# REQUIREMENTS
- a) Copy the passage on infrastructure funding between "This sentiment was" and "of infrastructure providers.", inclusive, word for word.
- b) Reproduce the stored records verbatim from the line containing "Whereabouts in the picture above is the green" through the final line of the entries, inclusive.

# SOURCE PASSAGE
========================================

Stimulus is not enough

 

In the latest survey, 56% of respondents said lack of funds remains the largest obstacle to infrastructure development.

 

“While stimulus spending was a first step, many government officials are clearly telling us that they need a long-term infrastructure investment strategy to meet the needs of their country,” said Nick Chism, Head of KPMG’s Global Infrastructure practice, and partner in the UK firm."

 

“Modernising the world’s infrastructure will require massive investment and cooperation by the public and private sectors for many years to come. But those countries that find ways to make the necessary infrastructure investments now are likely to be the leaders of tomorrow.”

 

Government effectiveness and need for additional financing cited by all players

 

81% of public sector respondents believe that government effectiveness is a significant barrier to delivering infrastructure.

 

This sentiment was shared by respondents in the earlier KPMG surveys, with 68% of business executives and 69% of private sector infrastructure providers voicing similar concerns.

 

All three groups also cited the availability of financing as a leading barrier to infrastructure development, including 69% of public sector respondents, 56% of business executives and 60% of infrastructure providers.

========================================

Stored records
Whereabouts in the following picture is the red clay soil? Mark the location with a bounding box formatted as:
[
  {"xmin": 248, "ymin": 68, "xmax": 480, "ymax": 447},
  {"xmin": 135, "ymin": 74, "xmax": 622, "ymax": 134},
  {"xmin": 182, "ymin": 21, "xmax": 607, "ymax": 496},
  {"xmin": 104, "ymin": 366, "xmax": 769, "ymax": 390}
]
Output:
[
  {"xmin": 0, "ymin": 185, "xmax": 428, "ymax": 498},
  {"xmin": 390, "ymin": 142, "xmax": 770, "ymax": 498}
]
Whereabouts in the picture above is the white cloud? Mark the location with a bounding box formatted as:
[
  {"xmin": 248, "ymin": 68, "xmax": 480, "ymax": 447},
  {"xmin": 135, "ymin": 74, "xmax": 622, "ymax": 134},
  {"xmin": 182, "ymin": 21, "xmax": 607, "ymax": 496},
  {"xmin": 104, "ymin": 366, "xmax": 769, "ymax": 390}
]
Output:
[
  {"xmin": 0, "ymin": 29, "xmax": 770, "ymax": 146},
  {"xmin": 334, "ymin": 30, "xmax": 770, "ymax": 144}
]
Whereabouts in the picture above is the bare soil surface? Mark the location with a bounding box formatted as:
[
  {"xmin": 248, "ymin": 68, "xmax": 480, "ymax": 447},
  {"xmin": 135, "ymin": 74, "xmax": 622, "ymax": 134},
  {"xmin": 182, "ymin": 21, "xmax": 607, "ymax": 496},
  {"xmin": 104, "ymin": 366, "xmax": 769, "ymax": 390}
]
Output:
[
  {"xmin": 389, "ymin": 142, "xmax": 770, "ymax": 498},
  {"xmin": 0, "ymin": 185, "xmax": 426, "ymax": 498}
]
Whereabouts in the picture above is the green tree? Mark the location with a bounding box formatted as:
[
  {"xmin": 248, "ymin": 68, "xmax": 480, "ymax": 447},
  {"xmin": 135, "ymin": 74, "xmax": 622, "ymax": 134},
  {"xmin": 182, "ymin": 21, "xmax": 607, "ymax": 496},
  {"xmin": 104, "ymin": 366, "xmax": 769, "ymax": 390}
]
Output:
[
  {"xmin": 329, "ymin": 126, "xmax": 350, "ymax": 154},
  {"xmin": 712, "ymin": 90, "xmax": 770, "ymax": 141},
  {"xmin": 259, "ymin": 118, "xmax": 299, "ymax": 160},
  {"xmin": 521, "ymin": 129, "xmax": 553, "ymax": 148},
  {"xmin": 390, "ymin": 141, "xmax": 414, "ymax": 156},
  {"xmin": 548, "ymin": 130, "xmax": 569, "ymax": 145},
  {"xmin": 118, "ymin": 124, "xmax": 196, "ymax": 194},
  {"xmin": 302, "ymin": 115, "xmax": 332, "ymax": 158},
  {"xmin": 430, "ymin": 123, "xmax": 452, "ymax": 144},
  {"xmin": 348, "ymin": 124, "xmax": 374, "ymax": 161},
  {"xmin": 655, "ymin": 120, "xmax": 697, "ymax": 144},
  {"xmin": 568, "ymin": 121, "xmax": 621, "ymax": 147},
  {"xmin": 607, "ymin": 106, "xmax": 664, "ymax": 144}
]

========================================

# ANSWERS IN ORDER
- a)
This sentiment was shared by respondents in the earlier KPMG surveys, with 68% of business executives and 69% of private sector infrastructure providers voicing similar concerns.

 

All three groups also cited the availability of financing as a leading barrier to infrastructure development, including 69% of public sector respondents, 56% of business executives and 60% of infrastructure providers.

- b)
Whereabouts in the picture above is the green tree? Mark the location with a bounding box formatted as:
[
  {"xmin": 248, "ymin": 68, "xmax": 480, "ymax": 447},
  {"xmin": 135, "ymin": 74, "xmax": 622, "ymax": 134},
  {"xmin": 182, "ymin": 21, "xmax": 607, "ymax": 496},
  {"xmin": 104, "ymin": 366, "xmax": 769, "ymax": 390}
]
Output:
[
  {"xmin": 329, "ymin": 126, "xmax": 350, "ymax": 154},
  {"xmin": 712, "ymin": 90, "xmax": 770, "ymax": 141},
  {"xmin": 259, "ymin": 118, "xmax": 299, "ymax": 160},
  {"xmin": 521, "ymin": 129, "xmax": 553, "ymax": 148},
  {"xmin": 390, "ymin": 141, "xmax": 414, "ymax": 156},
  {"xmin": 548, "ymin": 130, "xmax": 569, "ymax": 145},
  {"xmin": 118, "ymin": 124, "xmax": 196, "ymax": 194},
  {"xmin": 302, "ymin": 115, "xmax": 332, "ymax": 158},
  {"xmin": 430, "ymin": 123, "xmax": 452, "ymax": 144},
  {"xmin": 348, "ymin": 124, "xmax": 374, "ymax": 161},
  {"xmin": 655, "ymin": 120, "xmax": 697, "ymax": 144},
  {"xmin": 568, "ymin": 121, "xmax": 621, "ymax": 147},
  {"xmin": 607, "ymin": 106, "xmax": 664, "ymax": 144}
]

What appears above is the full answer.